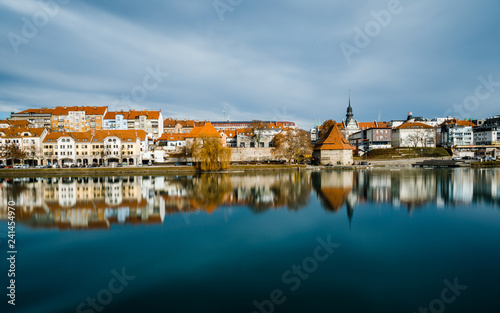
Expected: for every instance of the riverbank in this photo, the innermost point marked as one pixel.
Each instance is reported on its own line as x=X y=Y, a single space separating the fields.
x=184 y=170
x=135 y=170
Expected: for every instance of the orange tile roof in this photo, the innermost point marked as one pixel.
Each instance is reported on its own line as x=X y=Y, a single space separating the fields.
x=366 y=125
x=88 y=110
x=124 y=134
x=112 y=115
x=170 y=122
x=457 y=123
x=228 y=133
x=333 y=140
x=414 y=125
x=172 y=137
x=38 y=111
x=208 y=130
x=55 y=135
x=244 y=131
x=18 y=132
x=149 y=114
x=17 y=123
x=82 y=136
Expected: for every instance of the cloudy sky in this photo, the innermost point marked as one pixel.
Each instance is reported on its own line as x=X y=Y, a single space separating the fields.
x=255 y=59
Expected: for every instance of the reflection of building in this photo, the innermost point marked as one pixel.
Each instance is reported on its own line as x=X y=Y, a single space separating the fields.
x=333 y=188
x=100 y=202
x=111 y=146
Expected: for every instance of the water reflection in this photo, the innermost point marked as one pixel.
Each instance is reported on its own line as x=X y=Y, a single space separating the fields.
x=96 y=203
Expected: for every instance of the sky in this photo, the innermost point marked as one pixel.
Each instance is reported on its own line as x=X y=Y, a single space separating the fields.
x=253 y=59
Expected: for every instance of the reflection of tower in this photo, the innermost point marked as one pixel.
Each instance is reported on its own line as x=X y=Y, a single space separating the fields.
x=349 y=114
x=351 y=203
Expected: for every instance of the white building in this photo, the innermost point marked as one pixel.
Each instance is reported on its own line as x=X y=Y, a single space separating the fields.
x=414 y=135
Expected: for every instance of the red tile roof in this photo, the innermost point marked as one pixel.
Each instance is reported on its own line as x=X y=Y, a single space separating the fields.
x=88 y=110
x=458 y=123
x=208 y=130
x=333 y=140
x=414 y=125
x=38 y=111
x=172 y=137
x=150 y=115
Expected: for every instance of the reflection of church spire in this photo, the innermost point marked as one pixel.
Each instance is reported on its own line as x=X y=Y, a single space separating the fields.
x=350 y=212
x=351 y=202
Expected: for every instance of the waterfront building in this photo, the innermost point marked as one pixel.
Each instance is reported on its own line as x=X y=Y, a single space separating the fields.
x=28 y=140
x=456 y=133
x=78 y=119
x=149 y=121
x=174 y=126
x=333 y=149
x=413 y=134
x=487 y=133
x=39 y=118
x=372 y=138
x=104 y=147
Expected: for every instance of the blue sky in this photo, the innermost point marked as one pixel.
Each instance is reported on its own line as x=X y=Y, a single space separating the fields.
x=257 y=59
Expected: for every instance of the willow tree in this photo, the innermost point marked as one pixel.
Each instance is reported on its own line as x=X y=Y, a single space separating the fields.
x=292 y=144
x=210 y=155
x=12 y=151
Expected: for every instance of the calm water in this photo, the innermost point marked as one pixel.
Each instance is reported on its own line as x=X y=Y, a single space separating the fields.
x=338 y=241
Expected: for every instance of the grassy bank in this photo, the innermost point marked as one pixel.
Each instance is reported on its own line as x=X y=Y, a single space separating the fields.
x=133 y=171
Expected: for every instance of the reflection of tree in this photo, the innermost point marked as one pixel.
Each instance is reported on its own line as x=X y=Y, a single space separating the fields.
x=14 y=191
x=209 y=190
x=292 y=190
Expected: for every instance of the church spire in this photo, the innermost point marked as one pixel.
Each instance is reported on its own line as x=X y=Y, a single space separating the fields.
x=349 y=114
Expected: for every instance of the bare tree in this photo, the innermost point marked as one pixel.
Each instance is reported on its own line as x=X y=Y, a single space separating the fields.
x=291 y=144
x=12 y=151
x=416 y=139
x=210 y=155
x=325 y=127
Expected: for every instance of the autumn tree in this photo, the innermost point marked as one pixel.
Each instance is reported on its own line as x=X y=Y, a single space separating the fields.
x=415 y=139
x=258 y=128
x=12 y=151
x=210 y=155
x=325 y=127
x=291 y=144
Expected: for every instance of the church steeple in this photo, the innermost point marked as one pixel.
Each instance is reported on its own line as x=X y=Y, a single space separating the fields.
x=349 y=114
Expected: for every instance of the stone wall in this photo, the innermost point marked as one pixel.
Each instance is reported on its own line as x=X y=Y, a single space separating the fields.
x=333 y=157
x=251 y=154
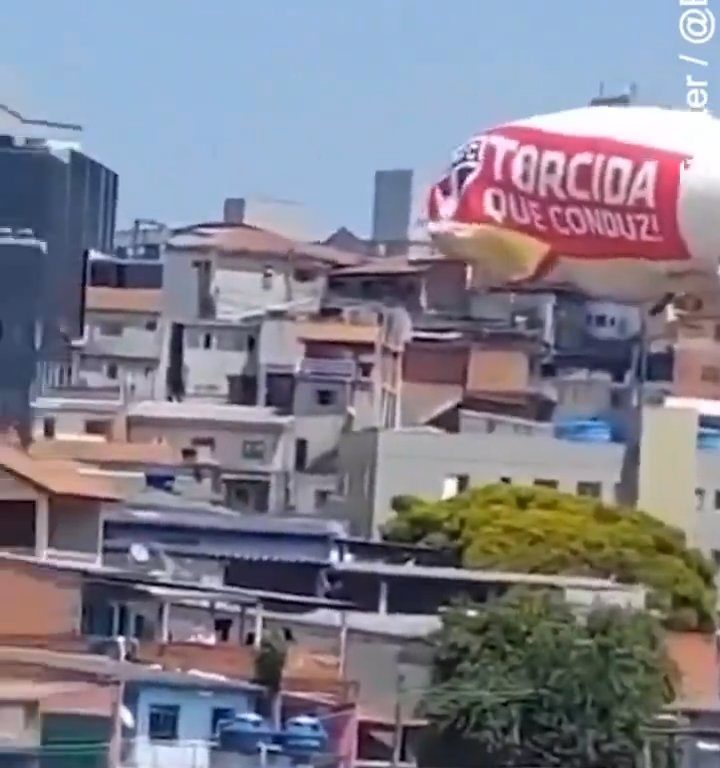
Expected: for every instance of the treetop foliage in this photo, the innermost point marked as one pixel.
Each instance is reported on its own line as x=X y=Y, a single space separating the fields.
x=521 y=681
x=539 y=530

• Exercise:
Your task is to restate word for word the lines from the line holding "Expected: for every instance of the stone" through the final line of the listing, both included, but none of the pictures.

• Result for this exercise:
Expected: for every instance of the stone wall in this photo, the innermost point marked as one pixel.
Each instance is reported on its own line as x=X y=Y, a single space separating the fields.
x=333 y=157
x=251 y=154
Expected: for every instance of the treetop foliage in this photo, the innermost point marked as one pixel.
Each instance is reported on its own line as x=X y=Y, a single space separating the fields.
x=521 y=681
x=539 y=530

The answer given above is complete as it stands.